At Nubank, Analytics Engineers operate between two worlds: on one side, engineering, where pipelines, architectures, and data systems must scale efficiently; on the other, the business, where those same systems need to answer real questions and support products used by millions of people.
Here, technical depth and organizational impact are complementary forces. The pipelines, schemas, and governance structures built by Analytics Engineers help shape how the entire company understands its data and, ultimately, how it makes decisions.
How an Analytics Engineer starts the day at Nubank
The day usually begins with the squad meeting: a cross functional daily where Software Engineers, Data Scientists, Business Analysts, and Analytics Engineers align around the team’s priorities.
This is where blockers surface, dependencies become visible, and each person understands how their work contributes to broader goals. After that, it’s time to build, and Nubank’s technology stack reflects the scale of its operation:
Spark and Scala play a central role. Most of Nubank’s data processing runs on Apache Spark, with code written in Scala, a choice directly tied to the scale of its operations.When a single dataset needs to process hundreds of millions of rows across multiple countries, a framework built for massive parallel processing becomes essential. On a daily basis, Analytics Engineers write, debug, and optimize Spark jobs as a core part of their work.
- - - -
What this exercise asks:
**a.** Transcribe everything from "At Nubank, Analytics" down to "the team’s priorities." in the passage about Analytics Engineers at Nubank.
**b.** According to the passage about Analytics Engineers at Nubank, in which programming language is most of the company's Spark code written?
**c.** Resume the passage about Analytics Engineers at Nubank, picking up right after its final sentence.

Recorded information:
- - - -
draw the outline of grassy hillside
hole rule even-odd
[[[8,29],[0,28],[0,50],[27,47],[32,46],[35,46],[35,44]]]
- - - -
Written answers:
**a.**
At Nubank, Analytics Engineers operate between two worlds: on one side, engineering, where pipelines, architectures, and data systems must scale efficiently; on the other, the business, where those same systems need to answer real questions and support products used by millions of people.
Here, technical depth and organizational impact are complementary forces. The pipelines, schemas, and governance structures built by Analytics Engineers help shape how the entire company understands its data and, ultimately, how it makes decisions.
How an Analytics Engineer starts the day at Nubank
The day usually begins with the squad meeting: a cross functional daily where Software Engineers, Data Scientists, Business Analysts, and Analytics Engineers align around the team’s priorities.

**b.** Scala.

**c.**
Databricks also plays a strategic role in the analytics workflow. Clusters, notebooks, job scheduling, and catalog management are all part of the routine within an environment that integrates with a broader data platform built by Nubank itself. For many Analytics Engineers, a significant portion of the day unfolds within this ecosystem.
Beyond that, the internal pipeline ecosystem supports this entire operation. Batch processing frameworks, incremental ingestion layers, and streaming interfaces form the infrastructure on which teams build data products. A deep understanding of these systems is essential not only for designing scalable solutions, but also for balancing performance with cost efficiency.
Apache Flink, in turn, extends this work into the world of real time data. In pipelines that need to operate within milliseconds, Flink powers everything from feature generation for machine learning models to continuous event processing and low latency products that batch systems alone could not support. Analytics Engineers working closer to these domains expand their scope beyond traditional processing, also operating with Kafka and a broader streaming infrastructure.
And there is an important differentiator: at Nubank, we are AI First. Investment in AI driven applied engineering runs deep, and this is already part of the operational routine for Analytics Engineers. AI tools are integrated into nearly every stage of the workflow, from code generation and validation for pipelines to automated quality checks, accelerated code reviews, and navigation across an internal knowledge base with thousands of pages. In practice, this means faster iteration cycles, more robust validations, and data products reaching production with a level of confidence that would be difficult to achieve manually.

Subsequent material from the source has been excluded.